[Source records]

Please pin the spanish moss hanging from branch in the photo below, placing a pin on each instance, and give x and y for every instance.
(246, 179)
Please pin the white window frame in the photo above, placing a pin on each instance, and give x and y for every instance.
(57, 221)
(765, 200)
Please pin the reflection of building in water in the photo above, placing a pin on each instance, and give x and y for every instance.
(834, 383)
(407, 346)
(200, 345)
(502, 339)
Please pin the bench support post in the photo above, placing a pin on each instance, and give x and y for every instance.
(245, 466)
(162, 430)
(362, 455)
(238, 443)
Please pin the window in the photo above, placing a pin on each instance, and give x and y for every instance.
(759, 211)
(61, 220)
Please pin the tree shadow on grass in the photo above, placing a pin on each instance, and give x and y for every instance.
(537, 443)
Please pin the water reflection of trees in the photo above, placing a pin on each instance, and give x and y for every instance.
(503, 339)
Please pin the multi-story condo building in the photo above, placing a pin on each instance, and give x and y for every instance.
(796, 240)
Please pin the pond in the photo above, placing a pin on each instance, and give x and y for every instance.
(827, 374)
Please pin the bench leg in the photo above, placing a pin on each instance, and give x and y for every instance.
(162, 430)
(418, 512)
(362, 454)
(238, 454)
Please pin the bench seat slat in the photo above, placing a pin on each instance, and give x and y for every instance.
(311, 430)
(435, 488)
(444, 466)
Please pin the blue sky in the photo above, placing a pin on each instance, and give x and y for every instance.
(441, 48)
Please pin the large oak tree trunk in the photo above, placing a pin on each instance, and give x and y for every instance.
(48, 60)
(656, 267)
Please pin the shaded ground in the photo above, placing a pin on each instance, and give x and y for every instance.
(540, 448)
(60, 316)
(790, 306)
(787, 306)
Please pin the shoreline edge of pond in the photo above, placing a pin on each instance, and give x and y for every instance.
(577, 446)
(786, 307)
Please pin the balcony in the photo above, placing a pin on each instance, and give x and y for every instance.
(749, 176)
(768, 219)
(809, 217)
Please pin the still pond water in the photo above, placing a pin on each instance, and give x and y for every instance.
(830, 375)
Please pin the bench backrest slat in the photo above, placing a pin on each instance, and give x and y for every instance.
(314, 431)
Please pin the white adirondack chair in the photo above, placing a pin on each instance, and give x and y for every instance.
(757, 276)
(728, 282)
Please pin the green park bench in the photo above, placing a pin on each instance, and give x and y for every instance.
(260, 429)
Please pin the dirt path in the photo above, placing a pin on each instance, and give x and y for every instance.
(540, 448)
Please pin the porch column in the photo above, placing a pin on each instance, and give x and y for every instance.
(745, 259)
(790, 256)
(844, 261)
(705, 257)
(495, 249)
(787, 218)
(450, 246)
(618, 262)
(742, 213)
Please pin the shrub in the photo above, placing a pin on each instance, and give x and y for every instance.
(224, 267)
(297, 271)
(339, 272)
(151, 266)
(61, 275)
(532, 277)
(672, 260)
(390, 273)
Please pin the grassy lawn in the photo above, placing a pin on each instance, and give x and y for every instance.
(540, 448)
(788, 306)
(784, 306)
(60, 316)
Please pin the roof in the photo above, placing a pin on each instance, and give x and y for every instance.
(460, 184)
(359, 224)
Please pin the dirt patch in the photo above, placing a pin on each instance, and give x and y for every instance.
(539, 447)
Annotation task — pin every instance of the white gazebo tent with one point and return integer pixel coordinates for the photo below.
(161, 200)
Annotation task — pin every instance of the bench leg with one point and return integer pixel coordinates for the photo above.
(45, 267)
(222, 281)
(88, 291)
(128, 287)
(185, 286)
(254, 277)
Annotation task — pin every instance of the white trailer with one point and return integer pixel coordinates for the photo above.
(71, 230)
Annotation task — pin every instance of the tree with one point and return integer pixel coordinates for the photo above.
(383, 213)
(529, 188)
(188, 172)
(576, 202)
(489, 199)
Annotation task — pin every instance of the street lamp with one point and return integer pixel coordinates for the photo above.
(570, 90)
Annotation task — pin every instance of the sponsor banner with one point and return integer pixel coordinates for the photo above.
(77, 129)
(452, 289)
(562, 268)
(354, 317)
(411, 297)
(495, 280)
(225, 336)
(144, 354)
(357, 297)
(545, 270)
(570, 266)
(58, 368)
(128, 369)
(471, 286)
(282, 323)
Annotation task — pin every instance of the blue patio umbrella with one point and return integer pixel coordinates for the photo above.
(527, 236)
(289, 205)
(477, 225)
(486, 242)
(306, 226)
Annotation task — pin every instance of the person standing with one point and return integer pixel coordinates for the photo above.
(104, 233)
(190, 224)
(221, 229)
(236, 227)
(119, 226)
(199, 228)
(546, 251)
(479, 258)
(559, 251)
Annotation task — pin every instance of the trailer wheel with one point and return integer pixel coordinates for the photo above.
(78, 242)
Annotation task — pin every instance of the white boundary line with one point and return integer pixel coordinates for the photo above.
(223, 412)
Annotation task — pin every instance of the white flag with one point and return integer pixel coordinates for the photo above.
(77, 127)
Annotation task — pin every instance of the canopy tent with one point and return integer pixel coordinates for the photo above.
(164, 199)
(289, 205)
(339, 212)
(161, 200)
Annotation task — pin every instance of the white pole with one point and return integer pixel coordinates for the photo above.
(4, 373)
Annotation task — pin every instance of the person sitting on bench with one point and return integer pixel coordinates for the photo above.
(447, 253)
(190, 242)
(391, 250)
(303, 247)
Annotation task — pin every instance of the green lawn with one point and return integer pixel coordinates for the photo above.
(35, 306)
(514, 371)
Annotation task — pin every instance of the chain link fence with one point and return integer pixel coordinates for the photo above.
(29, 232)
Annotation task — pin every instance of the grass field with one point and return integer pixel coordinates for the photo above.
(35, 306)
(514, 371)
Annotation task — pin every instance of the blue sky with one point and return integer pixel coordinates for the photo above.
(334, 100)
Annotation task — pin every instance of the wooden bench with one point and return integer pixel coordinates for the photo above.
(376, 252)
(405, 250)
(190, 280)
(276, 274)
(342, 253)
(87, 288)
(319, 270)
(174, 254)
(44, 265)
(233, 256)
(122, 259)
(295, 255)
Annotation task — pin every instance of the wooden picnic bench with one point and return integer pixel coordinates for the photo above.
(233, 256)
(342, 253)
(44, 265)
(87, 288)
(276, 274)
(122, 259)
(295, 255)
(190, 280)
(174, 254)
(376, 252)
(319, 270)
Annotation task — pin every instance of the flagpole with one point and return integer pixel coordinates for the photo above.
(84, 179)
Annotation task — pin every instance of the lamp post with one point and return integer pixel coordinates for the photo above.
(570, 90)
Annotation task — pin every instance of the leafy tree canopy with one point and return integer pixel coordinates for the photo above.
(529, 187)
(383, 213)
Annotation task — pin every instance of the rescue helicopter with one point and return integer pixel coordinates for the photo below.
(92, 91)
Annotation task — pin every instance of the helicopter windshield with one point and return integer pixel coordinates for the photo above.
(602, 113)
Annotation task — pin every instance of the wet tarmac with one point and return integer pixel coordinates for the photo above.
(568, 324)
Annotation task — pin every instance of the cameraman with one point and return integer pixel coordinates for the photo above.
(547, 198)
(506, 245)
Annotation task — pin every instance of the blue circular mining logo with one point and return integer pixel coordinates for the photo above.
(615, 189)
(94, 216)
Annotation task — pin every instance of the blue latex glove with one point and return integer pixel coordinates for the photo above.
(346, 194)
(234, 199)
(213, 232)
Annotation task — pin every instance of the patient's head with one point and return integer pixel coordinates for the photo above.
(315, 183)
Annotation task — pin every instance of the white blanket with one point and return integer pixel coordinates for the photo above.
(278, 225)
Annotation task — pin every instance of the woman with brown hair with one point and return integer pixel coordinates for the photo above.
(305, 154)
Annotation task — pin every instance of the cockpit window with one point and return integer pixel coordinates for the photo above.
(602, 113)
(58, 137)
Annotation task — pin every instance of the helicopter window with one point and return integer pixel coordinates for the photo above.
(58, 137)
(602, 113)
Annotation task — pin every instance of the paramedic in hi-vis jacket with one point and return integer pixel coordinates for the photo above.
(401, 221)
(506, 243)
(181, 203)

[What to work on] The line containing "Annotation task — pin every instance of the paramedic" and each line after it through the end of the listing above must be printed exactly, with nothing added.

[Exercise solution]
Annotation task — pin every instance of the paramedic in hi-vis jacket with one point and return integer pixel coordinates for the photo above.
(401, 221)
(506, 243)
(181, 203)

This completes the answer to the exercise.